WHAT YOU ARE ASKED TO DO: Copy out each line containing "query" from the entries below.

───── DATASET EXTRACT ─────

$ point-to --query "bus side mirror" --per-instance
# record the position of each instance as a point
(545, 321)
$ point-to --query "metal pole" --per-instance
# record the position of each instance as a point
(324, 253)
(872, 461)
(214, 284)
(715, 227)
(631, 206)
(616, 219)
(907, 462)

─────

YOUR SOLUTION:
$ point-to --query "bus side mirror" --per-instance
$ point-to --query "metal pole" --per-instance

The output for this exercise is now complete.